─── AUSGEWÄHLTER TEXTAUSZUG

Sitzenbleiben abgeschafft: In Berlin und Hamburg kein Wiederholen mehr

Sitzenbleiben: Jedes Jahr müssen in Deutschland circa 250.000 Schüler eine Klasse wiederholen. Das dabei aufkommende Gefühl des Scheiterns wollen einige Bundesländer den Kindern nun ersparen. Zumal ihre Regierungsvertreter der Ansicht sind, dass Sitzenbleiben eher schadet und wenig bringt. Ihre Lösung lautet: Das Sitzenbleiben wird abgeschafft. An seine Stelle tritt eine gezielte Förderung. Berlin und Hamburg sind die Vorreiter.

Berlin schafft Sitzenbleiben ab

In Berlin wird das Schulsystem eifrig reformiert. Der jüngste Coup: Schüler sollen nicht mehr sitzen bleiben. In den neuen Sekundarschulen, die aus der Zusammenlegung der Haupt- und Realschulen gebildet werden, ist Sitzenbleiben ab dem Schuljahr 2010/2011 nicht mehr vorgesehen.

Freiwilliges Wiederholen einer Klasse weiterhin möglich

Mit Ausnahmen: Eine Klasse zu wiederholen ist auch zukünftig, allerdings nur auf freiwilliger Basis möglich. Oder dann, wenn es eine Bildungs- und Erziehungsvereinbarung zwischen Eltern und Schule gibt. Die dahinter stehende Ideologie ist klar: „Die meisten Schüler, die wiederholen, werden ihre Leistung dadurch nicht unbedingt verbessern“, sagt die Berliner SPD-Bildungsexpertin Felicitas Tesch.

Peter Sinram von der Gewerkschaft Erziehung und Wissenschaft meint: „Alle Kinder haben ihr eigenes Lerntempo“. Sitzenbleiben führe zur „sozialen Stigmatisierung“, da es ein Misserfolgserlebnis für den betroffenen Schüler sei.

Sitzenbleiben abschaffen geht nur mit Förderung

Die Abschaffung des Sitzenbleibens geht Hand in Hand mit einem gezielten Ausbau der individuellen Förderung. In Berlin wurden die Klassengrößen von 29 auf 25 Schüler verkleinert. Leistungsschwache Schüler, die nach dem alten System sitzengeblieben wären, werden durch verpflichtende Förderpläne und das Programm „Duales Lernen“ gefördert.

──────
─── BEREITGESTELLTES MATERIAL

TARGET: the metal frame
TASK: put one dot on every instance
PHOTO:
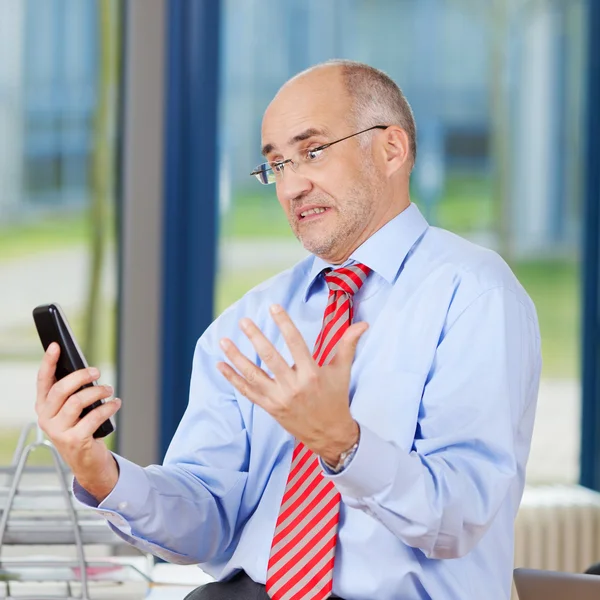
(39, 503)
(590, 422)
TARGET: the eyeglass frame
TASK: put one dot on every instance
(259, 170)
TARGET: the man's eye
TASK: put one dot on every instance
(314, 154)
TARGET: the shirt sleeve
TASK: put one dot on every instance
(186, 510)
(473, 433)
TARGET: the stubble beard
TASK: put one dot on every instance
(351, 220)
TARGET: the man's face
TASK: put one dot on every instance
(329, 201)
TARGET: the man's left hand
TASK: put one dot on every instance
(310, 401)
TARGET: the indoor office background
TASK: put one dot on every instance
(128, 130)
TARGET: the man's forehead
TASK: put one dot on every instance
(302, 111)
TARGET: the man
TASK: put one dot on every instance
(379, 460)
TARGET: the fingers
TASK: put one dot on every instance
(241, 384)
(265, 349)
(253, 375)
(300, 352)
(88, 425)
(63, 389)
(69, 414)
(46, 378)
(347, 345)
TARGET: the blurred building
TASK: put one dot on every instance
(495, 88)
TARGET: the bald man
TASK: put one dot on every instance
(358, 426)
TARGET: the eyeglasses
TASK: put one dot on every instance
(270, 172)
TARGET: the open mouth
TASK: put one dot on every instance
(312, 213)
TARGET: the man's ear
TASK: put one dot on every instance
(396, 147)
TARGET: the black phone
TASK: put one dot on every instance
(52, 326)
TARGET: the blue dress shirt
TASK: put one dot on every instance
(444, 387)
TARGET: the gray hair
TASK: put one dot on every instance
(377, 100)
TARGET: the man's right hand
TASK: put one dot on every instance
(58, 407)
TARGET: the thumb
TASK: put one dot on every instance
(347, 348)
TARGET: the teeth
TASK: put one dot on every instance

──────

→ **AUFGABENSTELLUNG**
Geben Sie aus dem Artikel über die Abschaffung des Sitzenbleibens alles von „Berlin schafft Sitzenbleiben“ bis hinunter zu „SPD-Bildungsexpertin Felicitas Tesch.“ wortgetreu wieder.

→ **ERGEBNIS DER ÜBUNG**
Berlin schafft Sitzenbleiben ab

In Berlin wird das Schulsystem eifrig reformiert. Der jüngste Coup: Schüler sollen nicht mehr sitzen bleiben. In den neuen Sekundarschulen, die aus der Zusammenlegung der Haupt- und Realschulen gebildet werden, ist Sitzenbleiben ab dem Schuljahr 2010/2011 nicht mehr vorgesehen.

Freiwilliges Wiederholen einer Klasse weiterhin möglich

Mit Ausnahmen: Eine Klasse zu wiederholen ist auch zukünftig, allerdings nur auf freiwilliger Basis möglich. Oder dann, wenn es eine Bildungs- und Erziehungsvereinbarung zwischen Eltern und Schule gibt. Die dahinter stehende Ideologie ist klar: „Die meisten Schüler, die wiederholen, werden ihre Leistung dadurch nicht unbedingt verbessern“, sagt die Berliner SPD-Bildungsexpertin Felicitas Tesch.